## [Travail à faire]
**A)** D'après l'entretien sur l'histoire de la Tunisie, quel terme les Arabes utiliseront-ils après leur conquête au début du VIIIe siècle ?
**B)** Recopiez le passage de l'entretien sur l'histoire de la Tunisie depuis « Le processus a » jusqu'à « de la Tunisie ? ».

Historienne des temps modernes, Sophie Bessis aime se définir comme « contemporéaniste ». Son nouveau livre, paru cette année, est une exception, un pas de côté puisqu’il quitte les urgences du contemporain pour s’intéresser à la Tunisie historique, de la plus haute Antiquité à nos jours. C’est une somme passionnante sur une histoire trimillénaire. Entretien.

RFI : « L’Afrique du Nord fait-elle réellement partie de l’Afrique ? », s’interrogeait-on au dernier sommet de l’Union africaine en février 2019 lorsque l’Égypte a pris les rênes de la présidence tournante de l’UA. Cette appartenance ne fait aucun doute pour vous. Vous rappelez dans votre livre récent, intitulé Histoire de la Tunisie : de Carthage à nos jours, que le nom « Afrique » du continent proviendrait de celui d’une déesse locale du Maghreb…

Sophie Bessis : N’est-ce pas bien la preuve que l’Afrique du Nord fait autant partie de l’imaginaire africain que les autres régions du continent ? J’évoque dans mon ouvrage une population autochtone du nord-est du Maghreb à laquelle Grecs et Carthaginois avaient donné le nom d’« Afri ».

Cette population vivait sur une partie du territoire actuel de la Tunisie, où fut fondée au IXe siècle av. J.-C. la capitale de l’empire carthaginois. Les Afri étaient un petit peuple berbère constitué autour d’une chefferie. Leur nom était probablement dérivé de celui d’une déesse locale. Ce nom aura une destinée exceptionnelle, en finissant par désigner l’ensemble du continent.

Le processus a commencé avec les Romains qui, après avoir conquis Carthage, ont donné le nom d’Africa à leurs nouvelles possessions. Puis, à la suite de la conquête arabe au début du VIIIe siècle, les Arabes utiliseront le terme « Ifriqiya », qui est la version arabe du mot « Afrique ».

Vous rappelez également, dans votre ouvrage sur l’évolution de la Tunisie, qu’il s’agit d’une histoire trimillénaire et d’un territoire aux frontières stables depuis plusieurs siècles déjà. À quand remontent les premières traces historiques de la Tunisie ?

## [Données enregistrées]
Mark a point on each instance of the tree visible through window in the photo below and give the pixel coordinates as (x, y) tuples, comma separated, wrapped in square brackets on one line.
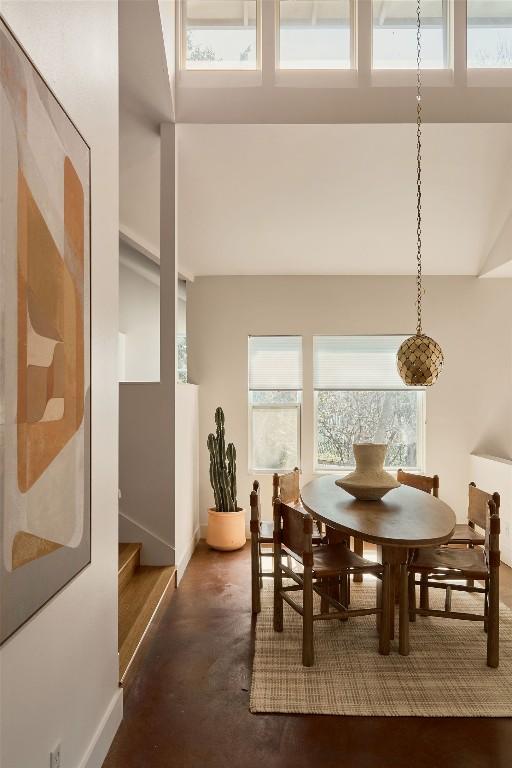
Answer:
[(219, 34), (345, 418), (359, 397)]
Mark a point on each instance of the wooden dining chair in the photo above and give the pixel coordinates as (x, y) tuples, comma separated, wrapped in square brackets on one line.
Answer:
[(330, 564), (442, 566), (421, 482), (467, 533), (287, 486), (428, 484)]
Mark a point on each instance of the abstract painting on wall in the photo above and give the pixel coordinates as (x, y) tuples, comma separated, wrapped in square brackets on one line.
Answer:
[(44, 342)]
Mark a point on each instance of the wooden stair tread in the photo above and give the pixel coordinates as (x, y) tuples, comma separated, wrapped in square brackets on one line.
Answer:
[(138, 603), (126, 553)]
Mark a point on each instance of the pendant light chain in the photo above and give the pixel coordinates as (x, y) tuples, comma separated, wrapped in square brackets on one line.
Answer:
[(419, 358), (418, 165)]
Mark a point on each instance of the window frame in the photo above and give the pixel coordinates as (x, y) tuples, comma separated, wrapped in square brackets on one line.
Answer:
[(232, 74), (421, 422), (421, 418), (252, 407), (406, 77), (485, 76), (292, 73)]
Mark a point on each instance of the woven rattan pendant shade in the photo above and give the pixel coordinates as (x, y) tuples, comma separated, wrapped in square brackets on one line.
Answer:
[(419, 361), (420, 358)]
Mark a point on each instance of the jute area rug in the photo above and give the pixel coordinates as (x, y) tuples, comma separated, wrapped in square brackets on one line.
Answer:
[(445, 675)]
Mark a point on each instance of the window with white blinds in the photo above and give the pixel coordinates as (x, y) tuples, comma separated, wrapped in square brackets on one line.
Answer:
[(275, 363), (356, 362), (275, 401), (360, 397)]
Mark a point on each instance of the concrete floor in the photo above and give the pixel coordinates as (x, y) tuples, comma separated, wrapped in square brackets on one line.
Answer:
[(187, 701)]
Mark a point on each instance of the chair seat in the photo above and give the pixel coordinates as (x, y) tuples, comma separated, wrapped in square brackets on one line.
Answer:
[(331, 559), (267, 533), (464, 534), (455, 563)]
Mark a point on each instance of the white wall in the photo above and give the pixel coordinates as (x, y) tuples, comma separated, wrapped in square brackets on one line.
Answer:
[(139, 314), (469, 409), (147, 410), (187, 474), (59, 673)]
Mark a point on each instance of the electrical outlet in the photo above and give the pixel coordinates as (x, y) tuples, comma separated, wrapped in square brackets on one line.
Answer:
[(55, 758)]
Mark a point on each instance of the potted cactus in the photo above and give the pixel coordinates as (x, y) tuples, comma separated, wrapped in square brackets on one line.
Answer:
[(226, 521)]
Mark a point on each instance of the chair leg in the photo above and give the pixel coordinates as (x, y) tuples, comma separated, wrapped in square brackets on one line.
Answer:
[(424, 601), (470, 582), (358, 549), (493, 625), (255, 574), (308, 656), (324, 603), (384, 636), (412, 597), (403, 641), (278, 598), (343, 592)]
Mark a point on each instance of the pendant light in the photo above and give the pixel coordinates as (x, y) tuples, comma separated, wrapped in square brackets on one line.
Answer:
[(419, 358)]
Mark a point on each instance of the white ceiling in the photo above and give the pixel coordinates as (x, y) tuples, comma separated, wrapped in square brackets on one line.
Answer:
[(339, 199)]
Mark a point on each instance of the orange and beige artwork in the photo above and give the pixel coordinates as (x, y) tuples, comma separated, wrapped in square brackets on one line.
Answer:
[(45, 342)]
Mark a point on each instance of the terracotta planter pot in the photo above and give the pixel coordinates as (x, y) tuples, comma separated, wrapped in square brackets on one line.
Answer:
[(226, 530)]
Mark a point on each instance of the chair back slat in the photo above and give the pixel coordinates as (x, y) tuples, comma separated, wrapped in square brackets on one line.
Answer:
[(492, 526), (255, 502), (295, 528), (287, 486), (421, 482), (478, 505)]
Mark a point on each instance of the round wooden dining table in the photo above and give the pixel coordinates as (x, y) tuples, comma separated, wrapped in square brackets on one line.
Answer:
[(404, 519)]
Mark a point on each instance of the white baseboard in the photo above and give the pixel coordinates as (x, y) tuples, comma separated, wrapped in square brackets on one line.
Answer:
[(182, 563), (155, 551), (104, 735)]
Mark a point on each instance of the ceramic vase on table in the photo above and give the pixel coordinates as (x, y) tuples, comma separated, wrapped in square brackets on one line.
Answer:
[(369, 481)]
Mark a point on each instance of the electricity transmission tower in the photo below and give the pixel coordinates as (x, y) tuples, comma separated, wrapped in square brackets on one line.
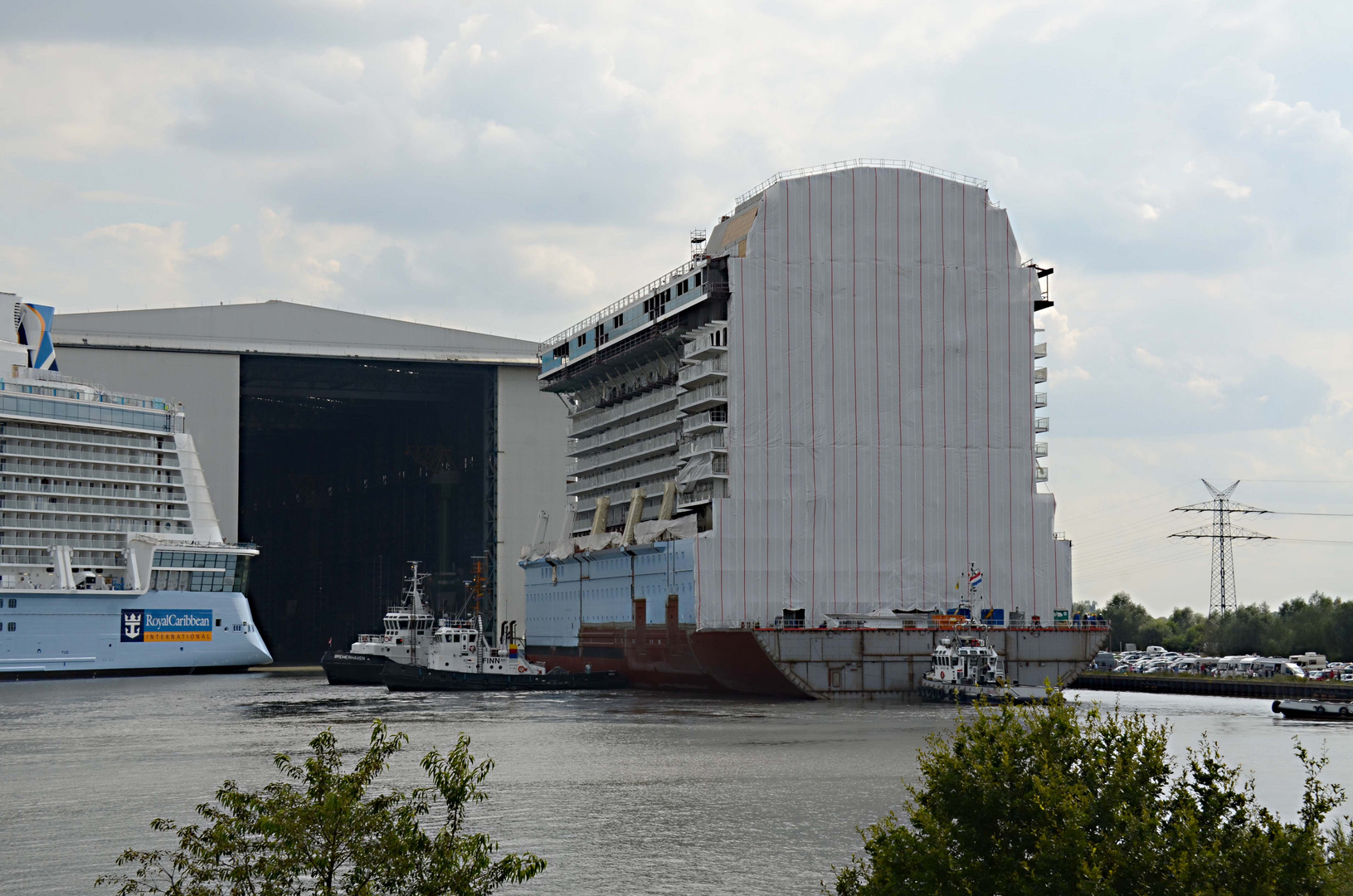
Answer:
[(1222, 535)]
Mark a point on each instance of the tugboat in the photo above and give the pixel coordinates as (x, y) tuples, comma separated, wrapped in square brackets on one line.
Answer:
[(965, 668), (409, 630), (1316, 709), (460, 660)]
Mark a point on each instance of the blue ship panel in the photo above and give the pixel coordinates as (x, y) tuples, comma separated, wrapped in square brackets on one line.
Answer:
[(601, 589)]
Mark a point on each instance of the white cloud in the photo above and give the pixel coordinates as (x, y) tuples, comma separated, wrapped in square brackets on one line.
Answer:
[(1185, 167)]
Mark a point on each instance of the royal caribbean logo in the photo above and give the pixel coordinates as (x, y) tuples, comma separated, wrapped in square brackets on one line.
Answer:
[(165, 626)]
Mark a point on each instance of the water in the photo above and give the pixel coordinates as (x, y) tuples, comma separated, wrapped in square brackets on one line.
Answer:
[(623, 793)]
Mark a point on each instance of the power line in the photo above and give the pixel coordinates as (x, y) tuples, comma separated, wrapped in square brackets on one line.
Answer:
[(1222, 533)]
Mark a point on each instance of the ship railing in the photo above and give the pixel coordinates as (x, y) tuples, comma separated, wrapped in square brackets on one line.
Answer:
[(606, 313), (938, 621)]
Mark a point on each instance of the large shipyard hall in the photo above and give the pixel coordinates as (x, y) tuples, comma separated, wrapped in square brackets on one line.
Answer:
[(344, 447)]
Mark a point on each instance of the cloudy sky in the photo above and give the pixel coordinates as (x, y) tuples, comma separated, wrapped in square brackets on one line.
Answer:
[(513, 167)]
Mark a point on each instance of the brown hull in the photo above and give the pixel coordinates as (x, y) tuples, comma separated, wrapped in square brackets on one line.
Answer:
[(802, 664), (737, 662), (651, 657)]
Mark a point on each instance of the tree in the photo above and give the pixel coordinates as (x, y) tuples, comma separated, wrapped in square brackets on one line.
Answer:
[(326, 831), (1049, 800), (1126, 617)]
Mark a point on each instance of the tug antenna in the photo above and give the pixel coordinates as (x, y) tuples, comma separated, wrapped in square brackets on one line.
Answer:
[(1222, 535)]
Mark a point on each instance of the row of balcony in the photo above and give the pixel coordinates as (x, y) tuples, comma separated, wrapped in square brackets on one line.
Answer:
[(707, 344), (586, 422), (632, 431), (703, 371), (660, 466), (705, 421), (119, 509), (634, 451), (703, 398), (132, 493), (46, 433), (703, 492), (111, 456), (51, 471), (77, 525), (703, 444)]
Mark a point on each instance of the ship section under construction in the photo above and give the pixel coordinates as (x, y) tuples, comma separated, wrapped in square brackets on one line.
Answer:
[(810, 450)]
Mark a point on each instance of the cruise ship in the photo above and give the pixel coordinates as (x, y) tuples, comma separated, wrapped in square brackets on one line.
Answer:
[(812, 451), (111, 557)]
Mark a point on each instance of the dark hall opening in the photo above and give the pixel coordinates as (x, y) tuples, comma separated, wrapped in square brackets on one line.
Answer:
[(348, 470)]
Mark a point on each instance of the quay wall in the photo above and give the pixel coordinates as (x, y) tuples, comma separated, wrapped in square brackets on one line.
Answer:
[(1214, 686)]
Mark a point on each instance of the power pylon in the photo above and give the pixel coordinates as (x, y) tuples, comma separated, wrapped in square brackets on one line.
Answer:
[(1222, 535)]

## [Corrigé des exercices]
**A)** Ils utiliseront le terme « Ifriqiya », version arabe du mot « Afrique ».

**B)**
Le processus a commencé avec les Romains qui, après avoir conquis Carthage, ont donné le nom d’Africa à leurs nouvelles possessions. Puis, à la suite de la conquête arabe au début du VIIIe siècle, les Arabes utiliseront le terme « Ifriqiya », qui est la version arabe du mot « Afrique ».

Vous rappelez également, dans votre ouvrage sur l’évolution de la Tunisie, qu’il s’agit d’une histoire trimillénaire et d’un territoire aux frontières stables depuis plusieurs siècles déjà. À quand remontent les premières traces historiques de la Tunisie ?